**** Document section ****

However, shortly after issuing its decision, the court partially paused the effect of its ruling while the government seeks further review. As a result, employers and H-1B workers should continue to monitor developments closely before making travel or filing decisions. 

Background

The $100,000 fee was introduced through a presidential proclamation and later implemented through Department of Homeland Security guidance. The policy applied to certain new H-1B filings and created significant concern for employers and foreign nationals, especially in cases involving H-1B workers who needed to obtain visa stamps at U.S. consulates abroad before entering or returning to the United States. 

For many employers, the fee created uncertainty around international travel, consular processing, and hiring strategies. For H-1B workers, it raised serious concerns about whether travel outside the United States could trigger a major financial obstacle to returning. 

What Did the Court Decide?

On June 8, 2026, a U.S. district court vacated the DHS policy implementing the $100,000 H-1B fee. The court found that the government did not have legal authority to impose the fee and concluded that it functioned as an unauthorized supplemental tax. 

The court ruled in favor of the plaintiffs, a group of 20 state attorneys general, and found that the proclamation and related policy were arbitrary and capricious, unconstitutional,  and contrary to law.

**** Information shown ****

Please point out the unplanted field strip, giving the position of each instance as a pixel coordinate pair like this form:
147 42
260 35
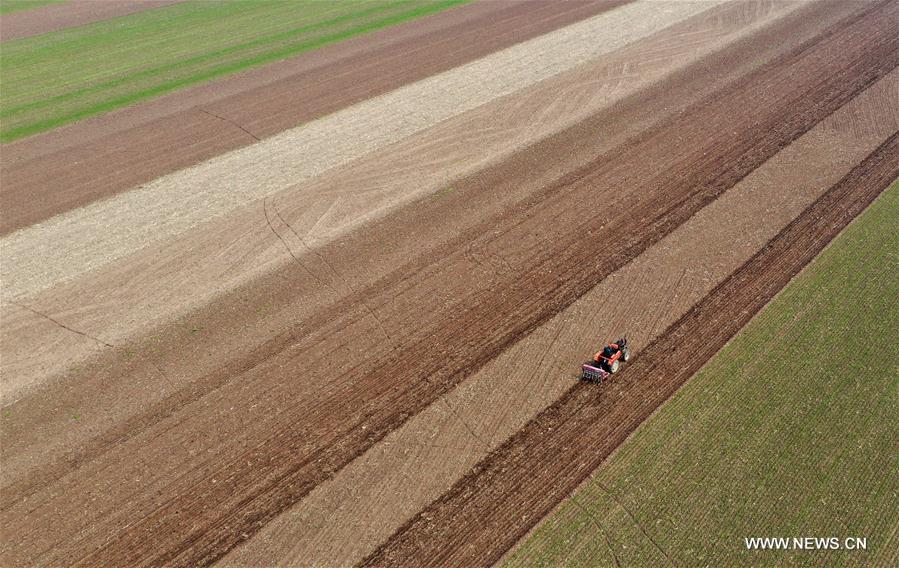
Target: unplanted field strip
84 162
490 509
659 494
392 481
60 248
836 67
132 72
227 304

****
**** Information shown ****

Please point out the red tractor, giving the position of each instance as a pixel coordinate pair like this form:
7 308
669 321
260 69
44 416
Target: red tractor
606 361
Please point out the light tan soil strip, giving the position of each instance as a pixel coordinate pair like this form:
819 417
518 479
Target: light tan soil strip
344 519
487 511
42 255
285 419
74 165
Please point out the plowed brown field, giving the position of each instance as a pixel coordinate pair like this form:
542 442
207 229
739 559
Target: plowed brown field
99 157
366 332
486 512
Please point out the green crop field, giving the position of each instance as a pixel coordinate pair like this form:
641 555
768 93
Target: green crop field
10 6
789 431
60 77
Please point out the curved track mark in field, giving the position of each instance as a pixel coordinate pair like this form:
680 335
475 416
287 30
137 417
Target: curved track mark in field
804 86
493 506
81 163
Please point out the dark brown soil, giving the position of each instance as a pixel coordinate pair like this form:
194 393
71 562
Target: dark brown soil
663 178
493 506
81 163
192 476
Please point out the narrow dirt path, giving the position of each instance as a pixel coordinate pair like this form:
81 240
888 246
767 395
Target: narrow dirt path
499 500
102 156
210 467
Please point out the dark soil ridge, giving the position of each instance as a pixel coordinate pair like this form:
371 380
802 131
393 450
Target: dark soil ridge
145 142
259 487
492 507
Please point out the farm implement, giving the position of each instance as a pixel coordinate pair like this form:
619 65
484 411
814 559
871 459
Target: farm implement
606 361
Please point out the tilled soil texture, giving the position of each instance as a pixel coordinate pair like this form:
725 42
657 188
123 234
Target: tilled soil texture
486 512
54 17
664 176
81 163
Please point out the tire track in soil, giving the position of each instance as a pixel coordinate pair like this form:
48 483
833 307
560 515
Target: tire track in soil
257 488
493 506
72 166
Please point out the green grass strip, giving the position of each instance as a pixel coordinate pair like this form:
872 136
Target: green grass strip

****

Exercises to complete:
A: Using the H-1B fee ruling text, say whether each statement agrees with it: (i) the $100,000 fee was introduced through a presidential proclamation; (ii) the district court upheld the DHS policy implementing the fee; (iii) the court fully paused the effect of its ruling. Answer yes or no for each, quoting the deciding words.
B: Carry on the H-1B fee ruling text from its final sentence onward.

Answers for this exercise:
A:
(i) Yes: "The $100,000 fee was introduced through a presidential proclamation"
(ii) No: "a U.S. district court vacated the DHS policy implementing the $100,000 H-1B fee"
(iii) No: "the court partially paused the effect of its ruling"

B:
In practical terms, the court’s decision struck down the fee requirement. Unless the ruling is stayed or later overturned, the government may not require payment of the $100,000 fee as a condition of certain H-1B filings or visa issuance. 

Why Is the Ruling Temporarily Paused?

On June 12, 2026, the court partially stayed its June 8 decision. The court granted an administrative stay while the government prepares to seek a stay from the U.S. Court of  Appeals for the First Circuit. 

The stay gives the government a short window to ask the appellate court to pause the ruling while an appeal moves forward. The court required the government to file its motion by  June 18, 2026. 

Because of this temporary pause, employers and foreign nationals should not assume the matter is fully resolved. The final impact of the ruling may depend on whether the appellate court allows the decision to remain in effect during the appeal. 

What This Means for Employers

For employers, the court’s decision could remove a major financial burden from the H-1B  process. The fee had created uncertainty for companies with employees who needed visa stamping abroad, traveled internationally for work, or were preparing new H-1B filings. 

The ruling may be especially important for employers with H-1B employees who: 

However, because the court partially stayed its decision and the government is expected to seek appellate review, employers should proceed carefully. Any travel or filing strategy should be reviewed on a case-by-case basis.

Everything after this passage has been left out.